What is asked:
What follows is a set of entries. Give them again exactly, without the pictures.

The data:
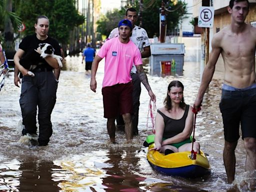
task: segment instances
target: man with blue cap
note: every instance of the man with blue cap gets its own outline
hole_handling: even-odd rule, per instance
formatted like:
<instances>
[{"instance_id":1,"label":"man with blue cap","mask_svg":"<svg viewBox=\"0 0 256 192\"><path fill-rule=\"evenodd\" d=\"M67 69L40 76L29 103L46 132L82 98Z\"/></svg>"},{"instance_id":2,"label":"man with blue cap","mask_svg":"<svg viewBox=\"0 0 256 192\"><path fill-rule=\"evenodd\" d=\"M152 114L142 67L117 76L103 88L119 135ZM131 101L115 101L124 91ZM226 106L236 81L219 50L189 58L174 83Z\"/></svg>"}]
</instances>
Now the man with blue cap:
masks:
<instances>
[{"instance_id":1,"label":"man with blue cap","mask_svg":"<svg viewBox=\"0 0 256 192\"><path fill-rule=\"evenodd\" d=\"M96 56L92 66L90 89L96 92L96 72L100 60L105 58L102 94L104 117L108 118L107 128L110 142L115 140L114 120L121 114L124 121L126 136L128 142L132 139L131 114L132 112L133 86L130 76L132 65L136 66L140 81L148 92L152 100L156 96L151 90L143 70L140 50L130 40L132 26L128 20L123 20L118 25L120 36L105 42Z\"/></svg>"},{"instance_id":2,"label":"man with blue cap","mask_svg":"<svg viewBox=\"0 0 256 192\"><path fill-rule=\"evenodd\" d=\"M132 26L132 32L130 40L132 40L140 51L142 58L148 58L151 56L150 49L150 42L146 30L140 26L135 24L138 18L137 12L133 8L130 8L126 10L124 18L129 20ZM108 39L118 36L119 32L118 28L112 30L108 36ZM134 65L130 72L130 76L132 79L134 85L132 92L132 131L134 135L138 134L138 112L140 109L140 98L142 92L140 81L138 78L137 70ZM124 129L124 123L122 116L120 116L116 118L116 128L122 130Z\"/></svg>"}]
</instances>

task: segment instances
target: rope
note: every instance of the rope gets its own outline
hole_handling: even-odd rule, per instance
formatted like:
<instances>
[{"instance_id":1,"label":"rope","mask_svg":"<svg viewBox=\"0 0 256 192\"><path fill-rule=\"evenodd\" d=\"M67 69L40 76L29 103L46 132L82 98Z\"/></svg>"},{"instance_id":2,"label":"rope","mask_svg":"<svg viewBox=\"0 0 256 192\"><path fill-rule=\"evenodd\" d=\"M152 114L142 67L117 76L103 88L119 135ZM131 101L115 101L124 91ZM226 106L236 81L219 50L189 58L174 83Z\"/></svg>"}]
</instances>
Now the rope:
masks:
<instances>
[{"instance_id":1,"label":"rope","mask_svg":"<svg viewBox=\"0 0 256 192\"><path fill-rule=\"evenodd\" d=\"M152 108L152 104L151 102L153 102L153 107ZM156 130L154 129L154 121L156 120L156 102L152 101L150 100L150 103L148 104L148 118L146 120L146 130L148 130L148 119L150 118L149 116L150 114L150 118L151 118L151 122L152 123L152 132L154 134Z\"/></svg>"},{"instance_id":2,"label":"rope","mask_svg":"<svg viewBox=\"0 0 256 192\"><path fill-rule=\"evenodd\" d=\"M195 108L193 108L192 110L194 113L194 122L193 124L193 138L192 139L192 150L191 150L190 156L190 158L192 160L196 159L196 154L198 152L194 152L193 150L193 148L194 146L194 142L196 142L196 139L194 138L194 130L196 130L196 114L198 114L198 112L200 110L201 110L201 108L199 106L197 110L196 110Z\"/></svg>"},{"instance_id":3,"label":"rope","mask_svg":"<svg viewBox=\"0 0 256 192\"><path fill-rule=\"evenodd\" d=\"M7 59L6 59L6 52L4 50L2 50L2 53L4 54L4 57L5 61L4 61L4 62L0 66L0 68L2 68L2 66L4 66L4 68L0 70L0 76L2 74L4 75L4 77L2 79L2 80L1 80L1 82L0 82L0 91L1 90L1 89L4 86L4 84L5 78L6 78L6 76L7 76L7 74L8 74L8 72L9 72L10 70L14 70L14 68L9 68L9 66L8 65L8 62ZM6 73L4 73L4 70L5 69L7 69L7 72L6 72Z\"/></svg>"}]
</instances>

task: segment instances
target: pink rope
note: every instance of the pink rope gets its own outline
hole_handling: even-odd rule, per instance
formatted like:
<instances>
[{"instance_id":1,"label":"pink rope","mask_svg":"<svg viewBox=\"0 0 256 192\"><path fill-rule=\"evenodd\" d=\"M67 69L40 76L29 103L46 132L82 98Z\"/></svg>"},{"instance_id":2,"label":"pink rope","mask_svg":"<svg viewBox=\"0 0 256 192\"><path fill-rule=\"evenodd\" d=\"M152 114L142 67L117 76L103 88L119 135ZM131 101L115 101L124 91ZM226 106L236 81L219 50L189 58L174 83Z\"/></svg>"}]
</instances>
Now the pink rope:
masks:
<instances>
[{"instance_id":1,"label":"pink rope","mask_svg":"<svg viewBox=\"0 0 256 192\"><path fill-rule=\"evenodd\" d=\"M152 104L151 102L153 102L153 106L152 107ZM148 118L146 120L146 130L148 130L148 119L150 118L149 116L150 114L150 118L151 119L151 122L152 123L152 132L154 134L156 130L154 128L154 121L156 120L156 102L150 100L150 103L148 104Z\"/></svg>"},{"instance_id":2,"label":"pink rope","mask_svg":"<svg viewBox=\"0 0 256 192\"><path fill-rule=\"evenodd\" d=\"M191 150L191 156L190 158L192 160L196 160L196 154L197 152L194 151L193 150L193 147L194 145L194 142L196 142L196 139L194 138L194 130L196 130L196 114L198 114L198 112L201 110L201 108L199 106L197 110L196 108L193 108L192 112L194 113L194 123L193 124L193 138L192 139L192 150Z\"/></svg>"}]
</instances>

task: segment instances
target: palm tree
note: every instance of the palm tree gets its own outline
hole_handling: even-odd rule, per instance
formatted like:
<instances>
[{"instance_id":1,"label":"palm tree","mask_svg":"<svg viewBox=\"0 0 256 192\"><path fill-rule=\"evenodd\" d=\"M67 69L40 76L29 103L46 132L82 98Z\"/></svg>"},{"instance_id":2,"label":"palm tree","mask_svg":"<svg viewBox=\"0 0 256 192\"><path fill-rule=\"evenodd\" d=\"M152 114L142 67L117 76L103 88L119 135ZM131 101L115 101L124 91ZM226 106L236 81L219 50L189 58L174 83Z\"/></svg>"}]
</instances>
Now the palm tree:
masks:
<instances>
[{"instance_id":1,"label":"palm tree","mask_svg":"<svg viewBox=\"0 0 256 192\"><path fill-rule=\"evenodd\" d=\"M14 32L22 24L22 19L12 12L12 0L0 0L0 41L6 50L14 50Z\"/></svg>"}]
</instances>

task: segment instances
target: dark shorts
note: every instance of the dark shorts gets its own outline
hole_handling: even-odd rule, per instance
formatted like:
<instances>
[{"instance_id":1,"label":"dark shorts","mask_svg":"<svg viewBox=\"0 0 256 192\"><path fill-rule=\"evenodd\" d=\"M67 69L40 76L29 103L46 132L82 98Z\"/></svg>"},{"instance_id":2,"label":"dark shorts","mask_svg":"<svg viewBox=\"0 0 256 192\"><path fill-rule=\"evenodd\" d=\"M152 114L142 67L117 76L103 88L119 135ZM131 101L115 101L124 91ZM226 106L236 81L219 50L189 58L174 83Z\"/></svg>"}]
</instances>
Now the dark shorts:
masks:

Answer:
task: segment instances
target: man with blue cap
note: every instance of the man with blue cap gets its own outline
hole_handling: even-odd rule, per instance
formatted like:
<instances>
[{"instance_id":1,"label":"man with blue cap","mask_svg":"<svg viewBox=\"0 0 256 192\"><path fill-rule=\"evenodd\" d=\"M67 69L40 76L29 103L46 132L82 98Z\"/></svg>"},{"instance_id":2,"label":"man with blue cap","mask_svg":"<svg viewBox=\"0 0 256 192\"><path fill-rule=\"evenodd\" d=\"M152 114L142 67L117 76L103 88L119 135ZM131 101L115 101L124 91ZM226 106L236 81L219 50L189 58L174 83Z\"/></svg>"}]
</instances>
Now the man with blue cap:
masks:
<instances>
[{"instance_id":1,"label":"man with blue cap","mask_svg":"<svg viewBox=\"0 0 256 192\"><path fill-rule=\"evenodd\" d=\"M96 56L92 66L90 89L96 92L96 72L100 60L105 58L102 94L104 117L108 118L107 128L110 142L115 140L114 120L121 114L124 121L126 136L128 142L132 139L131 114L132 112L133 86L130 76L132 65L136 66L140 81L148 92L152 100L156 96L151 90L143 70L140 50L130 40L132 26L128 20L123 20L118 25L120 36L105 42Z\"/></svg>"},{"instance_id":2,"label":"man with blue cap","mask_svg":"<svg viewBox=\"0 0 256 192\"><path fill-rule=\"evenodd\" d=\"M132 26L132 32L130 40L132 40L140 51L142 58L148 58L151 56L150 49L150 42L146 30L140 26L135 24L138 18L137 12L133 8L130 8L126 10L124 18L129 20ZM108 39L118 36L119 32L118 28L112 30L108 36ZM134 65L130 72L130 76L132 79L134 85L132 92L132 131L134 135L138 134L138 112L140 109L140 98L142 92L140 81L138 78L137 70ZM124 129L124 123L122 116L120 116L116 118L116 128L122 130Z\"/></svg>"}]
</instances>

task: segment instances
target: rope
note: every instance of the rope gets its own outline
hole_handling: even-odd rule, per instance
formatted like:
<instances>
[{"instance_id":1,"label":"rope","mask_svg":"<svg viewBox=\"0 0 256 192\"><path fill-rule=\"evenodd\" d=\"M67 69L40 76L29 103L46 132L82 98Z\"/></svg>"},{"instance_id":2,"label":"rope","mask_svg":"<svg viewBox=\"0 0 256 192\"><path fill-rule=\"evenodd\" d=\"M152 114L142 67L117 76L103 88L119 135ZM131 101L115 101L124 91ZM226 106L236 81L219 50L189 58L174 83Z\"/></svg>"}]
</instances>
Now the rope:
masks:
<instances>
[{"instance_id":1,"label":"rope","mask_svg":"<svg viewBox=\"0 0 256 192\"><path fill-rule=\"evenodd\" d=\"M152 108L152 104L151 102L153 102L153 107ZM156 130L154 129L154 121L156 120L156 102L152 101L150 100L150 103L148 104L148 118L146 120L146 130L148 130L148 119L150 118L149 116L150 114L150 118L151 118L151 122L152 123L152 132L154 134Z\"/></svg>"},{"instance_id":2,"label":"rope","mask_svg":"<svg viewBox=\"0 0 256 192\"><path fill-rule=\"evenodd\" d=\"M195 108L193 108L192 110L194 113L194 122L193 124L193 138L192 139L192 150L191 150L190 156L190 158L192 160L196 159L196 154L198 152L194 152L193 150L193 148L194 146L194 142L196 142L196 139L194 138L194 130L196 130L196 114L198 114L198 112L200 110L201 110L201 108L199 106L197 110L196 110Z\"/></svg>"},{"instance_id":3,"label":"rope","mask_svg":"<svg viewBox=\"0 0 256 192\"><path fill-rule=\"evenodd\" d=\"M7 59L6 59L6 52L4 50L2 50L2 53L4 54L4 57L5 61L4 61L4 62L0 66L0 68L2 68L2 66L4 66L4 68L0 70L0 76L2 74L4 75L4 77L2 79L2 80L1 80L1 82L0 82L0 91L1 90L1 89L4 86L4 84L5 78L6 78L6 76L7 76L7 74L8 74L8 72L9 72L10 70L14 70L14 68L9 68L9 66L8 65L8 62ZM6 73L4 73L4 70L5 69L7 69L7 72L6 72Z\"/></svg>"}]
</instances>

task: segment instances
target: pink rope
note: every instance of the pink rope gets its own outline
hole_handling: even-odd rule, per instance
formatted like:
<instances>
[{"instance_id":1,"label":"pink rope","mask_svg":"<svg viewBox=\"0 0 256 192\"><path fill-rule=\"evenodd\" d=\"M67 69L40 76L29 103L46 132L82 98Z\"/></svg>"},{"instance_id":2,"label":"pink rope","mask_svg":"<svg viewBox=\"0 0 256 192\"><path fill-rule=\"evenodd\" d=\"M152 114L142 67L117 76L103 88L119 135ZM131 101L115 101L124 91ZM226 106L236 81L219 50L189 58L174 83Z\"/></svg>"}]
</instances>
Now the pink rope:
masks:
<instances>
[{"instance_id":1,"label":"pink rope","mask_svg":"<svg viewBox=\"0 0 256 192\"><path fill-rule=\"evenodd\" d=\"M152 104L151 102L153 102L153 106L152 107ZM148 118L146 120L146 130L148 130L148 119L150 118L149 116L150 114L150 118L151 119L151 122L152 123L152 132L154 134L156 130L154 128L154 121L156 120L156 102L150 100L150 103L148 104Z\"/></svg>"},{"instance_id":2,"label":"pink rope","mask_svg":"<svg viewBox=\"0 0 256 192\"><path fill-rule=\"evenodd\" d=\"M191 150L191 156L190 158L192 160L196 160L196 154L197 152L194 151L193 150L193 147L194 145L194 142L196 142L196 139L194 138L194 130L196 130L196 114L198 114L198 112L201 110L201 108L199 106L197 110L196 108L193 108L192 112L194 113L194 123L193 124L193 138L192 139L192 150Z\"/></svg>"}]
</instances>

task: segment instances
target: palm tree
note: every instance of the palm tree gets its own outline
hole_handling: even-odd rule, per instance
formatted like:
<instances>
[{"instance_id":1,"label":"palm tree","mask_svg":"<svg viewBox=\"0 0 256 192\"><path fill-rule=\"evenodd\" d=\"M67 69L40 76L29 103L46 132L82 98Z\"/></svg>"},{"instance_id":2,"label":"palm tree","mask_svg":"<svg viewBox=\"0 0 256 192\"><path fill-rule=\"evenodd\" d=\"M152 114L142 67L117 76L103 88L119 135ZM131 101L115 101L124 91ZM226 106L236 81L219 50L189 58L174 83Z\"/></svg>"}]
</instances>
Now the palm tree:
masks:
<instances>
[{"instance_id":1,"label":"palm tree","mask_svg":"<svg viewBox=\"0 0 256 192\"><path fill-rule=\"evenodd\" d=\"M14 32L22 24L22 19L12 12L12 0L0 0L0 41L6 50L14 50Z\"/></svg>"}]
</instances>

task: segment instances
target: dark shorts
note: every instance of the dark shorts gets its own outline
hole_handling: even-odd rule, per instance
formatted like:
<instances>
[{"instance_id":1,"label":"dark shorts","mask_svg":"<svg viewBox=\"0 0 256 192\"><path fill-rule=\"evenodd\" d=\"M67 69L40 76L29 103L46 132L82 98Z\"/></svg>"},{"instance_id":2,"label":"dark shorts","mask_svg":"<svg viewBox=\"0 0 256 192\"><path fill-rule=\"evenodd\" d=\"M152 114L142 67L117 76L103 88L119 135ZM131 101L115 101L124 91ZM226 106L236 81L219 50L189 58L174 83Z\"/></svg>"}]
</instances>
Now the dark shorts:
masks:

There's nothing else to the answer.